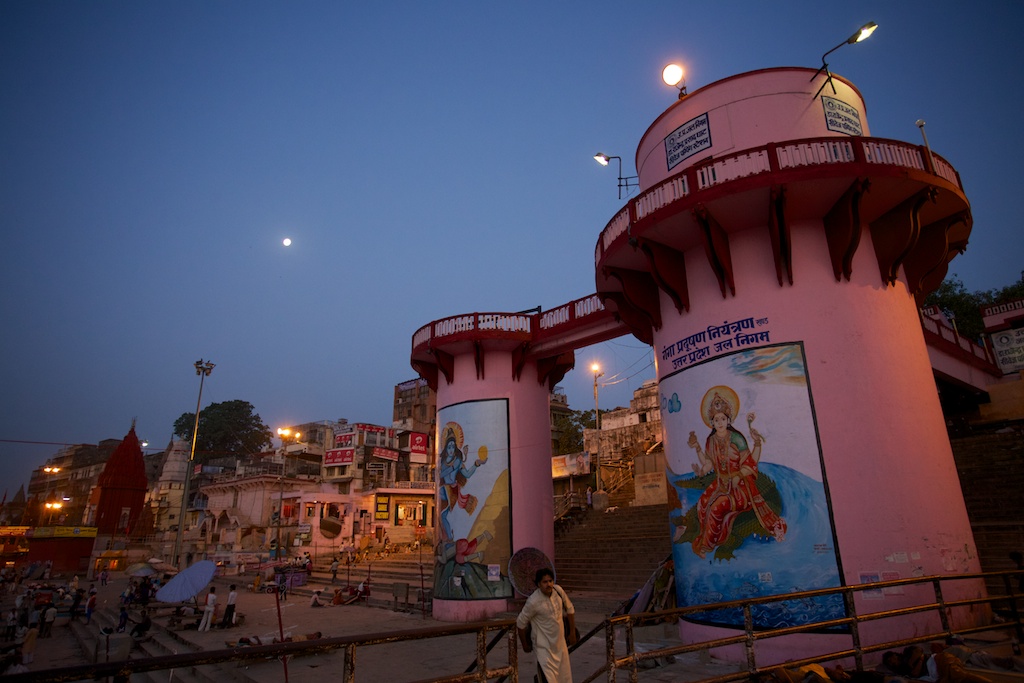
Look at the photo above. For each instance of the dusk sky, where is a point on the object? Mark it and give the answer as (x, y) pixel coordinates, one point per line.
(427, 159)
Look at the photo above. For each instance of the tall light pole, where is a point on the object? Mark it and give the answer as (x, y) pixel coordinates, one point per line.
(284, 433)
(50, 506)
(931, 161)
(203, 369)
(597, 423)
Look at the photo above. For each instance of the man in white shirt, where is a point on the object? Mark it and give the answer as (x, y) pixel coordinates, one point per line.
(544, 611)
(211, 605)
(228, 620)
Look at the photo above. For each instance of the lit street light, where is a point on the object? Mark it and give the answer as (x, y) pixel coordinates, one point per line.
(284, 433)
(203, 369)
(597, 423)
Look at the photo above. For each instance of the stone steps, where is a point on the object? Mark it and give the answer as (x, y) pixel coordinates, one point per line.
(612, 552)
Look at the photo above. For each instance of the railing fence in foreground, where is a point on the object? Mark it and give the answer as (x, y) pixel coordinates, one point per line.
(619, 631)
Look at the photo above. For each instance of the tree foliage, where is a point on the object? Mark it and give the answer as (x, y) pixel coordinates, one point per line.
(569, 429)
(964, 307)
(232, 427)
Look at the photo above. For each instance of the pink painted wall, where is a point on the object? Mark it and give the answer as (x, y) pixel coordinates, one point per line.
(529, 461)
(744, 111)
(895, 495)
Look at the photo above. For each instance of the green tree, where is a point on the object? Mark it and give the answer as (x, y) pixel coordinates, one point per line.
(569, 428)
(965, 307)
(232, 427)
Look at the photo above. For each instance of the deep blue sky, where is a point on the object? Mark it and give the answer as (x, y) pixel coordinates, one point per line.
(428, 159)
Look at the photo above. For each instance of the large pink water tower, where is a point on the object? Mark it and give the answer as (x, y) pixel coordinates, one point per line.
(775, 258)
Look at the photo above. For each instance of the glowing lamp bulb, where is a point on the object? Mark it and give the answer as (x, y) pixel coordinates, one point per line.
(672, 75)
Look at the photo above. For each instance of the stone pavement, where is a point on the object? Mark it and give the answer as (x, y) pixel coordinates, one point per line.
(411, 660)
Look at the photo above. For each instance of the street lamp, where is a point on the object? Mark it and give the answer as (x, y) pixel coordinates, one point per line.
(284, 433)
(50, 470)
(203, 369)
(921, 124)
(597, 423)
(52, 508)
(625, 182)
(673, 75)
(861, 34)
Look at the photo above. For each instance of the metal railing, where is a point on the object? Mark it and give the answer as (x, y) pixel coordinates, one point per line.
(621, 631)
(1012, 603)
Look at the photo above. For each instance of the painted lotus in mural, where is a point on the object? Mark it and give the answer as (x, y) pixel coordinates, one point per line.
(750, 516)
(473, 494)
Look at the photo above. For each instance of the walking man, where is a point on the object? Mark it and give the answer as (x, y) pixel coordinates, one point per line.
(228, 620)
(544, 611)
(208, 609)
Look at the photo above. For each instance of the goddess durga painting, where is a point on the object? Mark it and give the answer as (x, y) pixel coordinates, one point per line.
(734, 486)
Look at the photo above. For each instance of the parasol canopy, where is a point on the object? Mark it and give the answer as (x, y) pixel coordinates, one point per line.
(187, 583)
(523, 565)
(141, 569)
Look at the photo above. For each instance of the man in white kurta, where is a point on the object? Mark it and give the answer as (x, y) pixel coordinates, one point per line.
(544, 610)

▶ _Problem statement_:
Take the line with "Look at the photo above. For each instance of the goddess" and all lines after it through the end of the records, and write them out exactly; include nothing else.

▶ _Response to this exercise_:
Look at the photo above. For each instance of the goddess durga painting, where is a point on the object? Mark it and give the answer as (x, y) pixel coordinates, one point per line.
(734, 486)
Look at the photo above. For each instance of the parasol canopy, where is a point on the object? Mark it and give the answer as (x, y) pixel coordinates, one point per line.
(187, 583)
(523, 565)
(141, 569)
Look at the photo above. For each instance of the man in white kurta, where is a point on the object? Mark it and give the answer as (x, y) pixel coordinates, one point per line.
(544, 610)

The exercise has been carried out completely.